Dans la pièce où sont réunis les deux familles, les professeurs ont installé une cloison selon l’enseignante d’histoire-géographie :
« La vétusté des lieux nous désole. Bien sûr, les élèves de ces familles me disaient que leur situation est bien meilleure que lorsqu’ils étaient à la rue. Ils resteront dans ces locaux jusqu’au 30 avril, trêve hivernale oblige. »
Une cagnotte en ligne a été mise en place par des professeurs de l’établissement fréquenté par les élèves. Au moment d’écrire ces lignes, plus de 3 500€ avaient été récoltés par 81 participants. Cet argent devrait permettre de louer un ou deux logements décents, ou encore de payer des chambres d’hôtel.
++++++++
> [Les consignes]
1) Relevez tous les nombres écrits en chiffres dans l'extrait.
2) Reprenez mot pour mot l'extrait, depuis « Dans la pièce » jusqu'à « des chambres d’hôtel. » inclus.
Le matériel qui suit n'a aucun lien avec l'extrait.

> [Matériel fourni]
++++++++
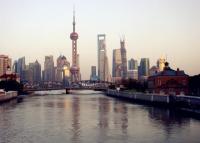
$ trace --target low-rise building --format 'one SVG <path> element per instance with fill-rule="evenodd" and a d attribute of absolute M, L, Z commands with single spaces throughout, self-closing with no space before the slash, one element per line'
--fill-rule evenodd
<path fill-rule="evenodd" d="M 153 93 L 188 94 L 189 76 L 179 69 L 173 70 L 165 63 L 163 71 L 148 78 L 148 88 Z"/>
++++++++
> [Corrigé par consigne]
1) 30 ; 3 500 ; 81

2)
Dans la pièce où sont réunis les deux familles, les professeurs ont installé une cloison selon l’enseignante d’histoire-géographie :
« La vétusté des lieux nous désole. Bien sûr, les élèves de ces familles me disaient que leur situation est bien meilleure que lorsqu’ils étaient à la rue. Ils resteront dans ces locaux jusqu’au 30 avril, trêve hivernale oblige. »
Une cagnotte en ligne a été mise en place par des professeurs de l’établissement fréquenté par les élèves. Au moment d’écrire ces lignes, plus de 3 500€ avaient été récoltés par 81 participants. Cet argent devrait permettre de louer un ou deux logements décents, ou encore de payer des chambres d’hôtel.